EXCERPT:
-*-

# First 50 shots of the day aimed OTT at 33'.



## inconvenience (Mar 21, 2016)

Hi guys. I'd been on an intuitive kick lately and decided to do some aiming.

I just started aiming with the bands for OTT a few days ago. I especially like this with pseudo tapers as the bands form a sort of automatic aiming dimp.

My shooting this way isn't great yet. But I don't have to warm up to shoot well like I would with intuitive.

These were literally my first 50 shots.

I had three (Edit: 2) misses just above the 5" target. It's not as consistent as I would like. But again, I like to show shooting that actually represents where I am right now. The holes to the right of the target are perforations that expanded from target being hit I guess.


----------



## CornDawg (Sep 27, 2015)

Well heck, don't let it get you down Incon. Try a different practice routine for awhile, maybe go back to paper plate size targets for a bit. Many times I've been progressing swimmingly when, all of a sudden, I'd have a session like this... Perhaps different shoes would help with stability...

Full spazmo sessions like these happen to all of us, stay after it.


----------



## inconvenience (Mar 21, 2016)

I just totally changed styles so that has to be it.

My main problem is stability. I'd also like to be able to hold the pouch so the bands have 0 twist. But I find the knuckles down thumb up pouch release almost impossible.


----------



## pult421 (Aug 13, 2015)

It takes practice.. but thats awesome man. I aim at small targets .. only. On paper.. or at the park. It helps me learn where my anchor is. You will find it will help a whole lot.where did ya get the targets.?


----------



## inconvenience (Mar 21, 2016)

Thanks man.

I think Walmart has them. I know Academy does.

I usually buy the variety pack that has 1" 2" & 3". These are nice in that your shot shows really well.

And yea. Cans and stuff are more fun but if you want to improve your aim paper or paste ons are the way to go.

I used to aim using corner of slingshot but I think I really like using the bands. I can see now why the FlatCat & SPS are so popular.


----------



## pult421 (Aug 13, 2015)

Ive seen those neon ish breakthrough targets on several occasions here.. i will have to try some.


----------



## CornDawg (Sep 27, 2015)

You ever tried negative targets Incon? They've had a positive influence on my shooting and they're a delightful change of pace. The idea is to pass through the target area leaving the remainder unscathed. It adds a different dimension to practice, you should give it a whirl... Today was only the second time I've shot perfect through a dozen consecutive efforts, and the first time with 7/16. Some enjoy placing a metal, noise-making object some distance behind the negative bullseye to enhance the impact experience, I've never felt it necessary.


----------



## spacepilot (Jul 13, 2016)

-*-

[Extracted data entries]

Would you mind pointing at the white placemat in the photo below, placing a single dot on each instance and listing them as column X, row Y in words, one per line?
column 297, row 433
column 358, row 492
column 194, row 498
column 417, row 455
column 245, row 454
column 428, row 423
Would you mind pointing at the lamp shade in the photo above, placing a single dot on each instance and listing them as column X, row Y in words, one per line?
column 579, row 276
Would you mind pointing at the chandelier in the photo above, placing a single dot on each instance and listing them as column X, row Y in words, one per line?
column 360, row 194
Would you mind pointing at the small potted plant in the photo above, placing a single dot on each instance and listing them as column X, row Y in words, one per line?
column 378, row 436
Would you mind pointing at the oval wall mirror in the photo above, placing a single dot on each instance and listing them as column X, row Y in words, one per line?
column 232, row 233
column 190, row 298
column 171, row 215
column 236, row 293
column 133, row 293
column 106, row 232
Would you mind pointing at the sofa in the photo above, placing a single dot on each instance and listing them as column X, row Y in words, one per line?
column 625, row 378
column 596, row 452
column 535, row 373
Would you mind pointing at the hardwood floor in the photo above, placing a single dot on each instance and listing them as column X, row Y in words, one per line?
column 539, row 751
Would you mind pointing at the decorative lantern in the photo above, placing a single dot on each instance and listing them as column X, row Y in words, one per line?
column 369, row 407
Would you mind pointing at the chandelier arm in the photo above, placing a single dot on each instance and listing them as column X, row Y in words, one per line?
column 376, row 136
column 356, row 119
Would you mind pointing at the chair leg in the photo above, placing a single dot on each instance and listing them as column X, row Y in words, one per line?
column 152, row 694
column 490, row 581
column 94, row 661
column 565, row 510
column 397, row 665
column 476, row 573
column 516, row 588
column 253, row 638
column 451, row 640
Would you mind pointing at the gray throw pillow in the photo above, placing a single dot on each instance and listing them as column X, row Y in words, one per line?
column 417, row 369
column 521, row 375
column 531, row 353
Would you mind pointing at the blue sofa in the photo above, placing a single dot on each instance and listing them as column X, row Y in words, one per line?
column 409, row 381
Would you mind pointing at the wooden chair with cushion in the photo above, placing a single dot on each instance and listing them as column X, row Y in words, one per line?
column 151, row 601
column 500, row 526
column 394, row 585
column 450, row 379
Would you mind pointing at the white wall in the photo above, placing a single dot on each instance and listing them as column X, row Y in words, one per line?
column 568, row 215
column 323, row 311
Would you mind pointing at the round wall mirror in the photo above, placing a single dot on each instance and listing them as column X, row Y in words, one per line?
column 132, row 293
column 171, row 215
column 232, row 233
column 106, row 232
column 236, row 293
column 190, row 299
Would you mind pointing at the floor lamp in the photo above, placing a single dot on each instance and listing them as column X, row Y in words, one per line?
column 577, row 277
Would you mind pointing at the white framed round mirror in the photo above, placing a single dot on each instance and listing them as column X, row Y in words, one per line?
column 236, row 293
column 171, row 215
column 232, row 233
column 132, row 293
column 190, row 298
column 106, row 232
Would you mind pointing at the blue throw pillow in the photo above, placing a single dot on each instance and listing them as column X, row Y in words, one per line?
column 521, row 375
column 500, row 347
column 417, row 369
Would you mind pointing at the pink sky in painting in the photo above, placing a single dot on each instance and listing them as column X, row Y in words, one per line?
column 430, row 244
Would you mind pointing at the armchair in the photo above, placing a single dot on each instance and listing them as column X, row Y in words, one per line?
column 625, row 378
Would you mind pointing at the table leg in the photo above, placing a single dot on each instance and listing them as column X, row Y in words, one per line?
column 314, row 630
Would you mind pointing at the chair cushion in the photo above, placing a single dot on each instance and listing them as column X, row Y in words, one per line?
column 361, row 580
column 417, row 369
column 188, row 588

-*-

SHORT EXERCISE A:
From the slingshot thread, copy word for word the part that opens with the words containing "My main problem" and closes with "get the targets.?".
SHORT EXERCISE B:
In the slingshot thread, what target sizes come in the variety pack the original poster usually buys?

REPLY A:
My main problem is stability. I'd also like to be able to hold the pouch so the bands have 0 twist. But I find the knuckles down thumb up pouch release almost impossible.


----------



## pult421 (Aug 13, 2015)

It takes practice.. but thats awesome man. I aim at small targets .. only. On paper.. or at the park. It helps me learn where my anchor is. You will find it will help a whole lot.where did ya get the targets.?

REPLY B:
1", 2" and 3".